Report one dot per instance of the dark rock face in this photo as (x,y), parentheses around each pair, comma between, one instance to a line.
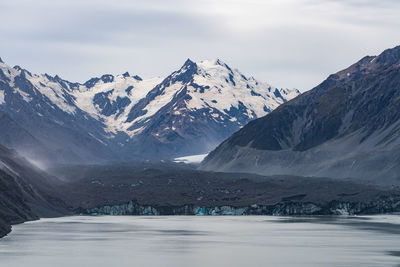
(339,129)
(26,193)
(124,118)
(379,206)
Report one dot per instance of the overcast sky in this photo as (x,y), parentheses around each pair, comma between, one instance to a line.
(288,43)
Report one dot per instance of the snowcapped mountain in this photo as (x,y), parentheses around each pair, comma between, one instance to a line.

■ **TASK BRIEF**
Can you render the listing above as a JSON list of strings, one per line, with blank lines and pictures left out?

■ **THE COMPLETED TASK**
[
  "Report one dot per instance of the dark rock face in this photo as (x,y), parentheses around each pair, comma between, one instance to a line.",
  "(339,129)",
  "(26,193)",
  "(124,118)",
  "(379,206)",
  "Report one dot per instance of the overcast sky in this photo as (x,y), parentheses around each pair, comma between, one instance to a line.",
  "(288,43)",
  "Report one dot per instance of the snowcapped mountain in this photo as (x,y), parentheses around each pair, comma between, one instance to a line."
]